Listed entries:
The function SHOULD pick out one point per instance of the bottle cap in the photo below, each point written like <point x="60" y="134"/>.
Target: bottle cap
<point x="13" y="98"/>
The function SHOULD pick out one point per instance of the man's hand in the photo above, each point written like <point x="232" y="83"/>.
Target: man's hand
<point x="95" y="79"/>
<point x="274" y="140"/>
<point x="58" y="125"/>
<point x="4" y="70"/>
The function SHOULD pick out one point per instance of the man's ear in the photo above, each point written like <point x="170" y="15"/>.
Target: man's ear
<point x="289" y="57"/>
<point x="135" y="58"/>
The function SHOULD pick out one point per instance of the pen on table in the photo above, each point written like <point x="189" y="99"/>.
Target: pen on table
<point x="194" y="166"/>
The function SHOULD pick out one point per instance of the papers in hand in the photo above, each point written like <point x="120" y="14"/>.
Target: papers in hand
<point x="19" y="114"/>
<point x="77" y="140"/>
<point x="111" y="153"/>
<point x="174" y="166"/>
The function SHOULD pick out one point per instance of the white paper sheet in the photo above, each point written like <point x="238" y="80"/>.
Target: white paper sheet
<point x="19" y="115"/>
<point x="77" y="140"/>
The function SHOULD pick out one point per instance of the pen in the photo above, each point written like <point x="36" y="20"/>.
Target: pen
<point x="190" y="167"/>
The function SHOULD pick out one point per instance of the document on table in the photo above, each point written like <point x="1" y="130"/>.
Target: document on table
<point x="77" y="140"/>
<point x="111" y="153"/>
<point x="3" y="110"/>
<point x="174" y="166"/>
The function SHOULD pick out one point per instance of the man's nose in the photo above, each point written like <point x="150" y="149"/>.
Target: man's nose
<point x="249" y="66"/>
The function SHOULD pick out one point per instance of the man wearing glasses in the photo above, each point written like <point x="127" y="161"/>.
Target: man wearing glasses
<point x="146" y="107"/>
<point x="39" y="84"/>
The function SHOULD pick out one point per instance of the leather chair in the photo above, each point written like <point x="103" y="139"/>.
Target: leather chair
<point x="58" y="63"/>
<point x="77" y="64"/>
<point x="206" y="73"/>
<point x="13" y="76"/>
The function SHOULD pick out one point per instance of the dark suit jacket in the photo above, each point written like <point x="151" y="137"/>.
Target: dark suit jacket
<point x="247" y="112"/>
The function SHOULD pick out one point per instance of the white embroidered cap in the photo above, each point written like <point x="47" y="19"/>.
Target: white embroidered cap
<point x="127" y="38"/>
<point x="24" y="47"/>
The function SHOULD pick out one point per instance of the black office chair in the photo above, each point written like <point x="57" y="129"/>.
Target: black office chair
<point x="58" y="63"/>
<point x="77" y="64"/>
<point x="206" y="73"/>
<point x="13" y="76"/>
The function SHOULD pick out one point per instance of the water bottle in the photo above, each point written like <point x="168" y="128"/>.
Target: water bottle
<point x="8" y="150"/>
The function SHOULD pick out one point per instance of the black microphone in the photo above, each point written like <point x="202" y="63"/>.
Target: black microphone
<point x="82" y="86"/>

Required task: Give back exactly the lines from the one containing "the black office" to the end of the material, both ends included.

Finished answer:
The function SHOULD pick out one point per instance of the black office chair in the photo above, each point written like <point x="57" y="129"/>.
Target: black office chair
<point x="58" y="63"/>
<point x="77" y="64"/>
<point x="206" y="73"/>
<point x="13" y="76"/>
The function SHOULD pick out one point per instance of the water bottle in the photo above, each point written like <point x="168" y="128"/>.
Target: water bottle
<point x="8" y="150"/>
The function SHOULD pick out one point per instance of the black microphone in the photo above, each point written like <point x="202" y="63"/>.
Target: black microphone
<point x="82" y="86"/>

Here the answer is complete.